BEGIN Dataset excerpts
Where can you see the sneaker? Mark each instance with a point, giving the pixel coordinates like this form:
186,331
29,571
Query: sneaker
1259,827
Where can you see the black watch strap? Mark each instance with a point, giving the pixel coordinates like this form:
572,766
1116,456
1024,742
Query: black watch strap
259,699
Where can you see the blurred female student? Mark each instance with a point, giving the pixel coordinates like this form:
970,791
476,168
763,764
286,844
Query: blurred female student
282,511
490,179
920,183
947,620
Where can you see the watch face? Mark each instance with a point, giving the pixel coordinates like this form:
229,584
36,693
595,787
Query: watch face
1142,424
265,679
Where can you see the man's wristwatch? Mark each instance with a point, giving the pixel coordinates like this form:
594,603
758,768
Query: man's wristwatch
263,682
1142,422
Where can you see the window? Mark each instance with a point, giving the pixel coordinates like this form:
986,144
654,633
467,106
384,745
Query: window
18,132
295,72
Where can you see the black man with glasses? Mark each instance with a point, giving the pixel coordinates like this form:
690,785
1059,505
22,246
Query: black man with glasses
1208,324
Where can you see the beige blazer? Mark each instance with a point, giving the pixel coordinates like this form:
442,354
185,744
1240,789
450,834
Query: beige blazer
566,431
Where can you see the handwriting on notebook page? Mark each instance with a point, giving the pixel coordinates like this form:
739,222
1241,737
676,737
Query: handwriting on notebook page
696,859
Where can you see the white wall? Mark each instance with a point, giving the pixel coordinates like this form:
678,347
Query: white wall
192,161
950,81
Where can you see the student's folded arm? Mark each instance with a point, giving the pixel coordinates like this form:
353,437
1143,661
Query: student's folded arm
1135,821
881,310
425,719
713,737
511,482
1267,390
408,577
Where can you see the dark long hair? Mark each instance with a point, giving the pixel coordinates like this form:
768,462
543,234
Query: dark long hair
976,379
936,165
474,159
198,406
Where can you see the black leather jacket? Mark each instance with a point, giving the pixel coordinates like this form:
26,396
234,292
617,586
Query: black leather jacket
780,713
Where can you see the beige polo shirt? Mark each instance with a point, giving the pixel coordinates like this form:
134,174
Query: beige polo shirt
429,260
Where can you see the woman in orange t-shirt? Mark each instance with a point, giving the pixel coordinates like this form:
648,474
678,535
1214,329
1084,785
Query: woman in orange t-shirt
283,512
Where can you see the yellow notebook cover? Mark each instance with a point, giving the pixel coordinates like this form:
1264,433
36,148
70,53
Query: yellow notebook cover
END Dataset excerpts
Collect the lines of the records that include the string "cover".

Where can you see the yellow notebook cover? Mark each instance with a point, giving the pixel coordinates like this form:
Query: yellow notebook cover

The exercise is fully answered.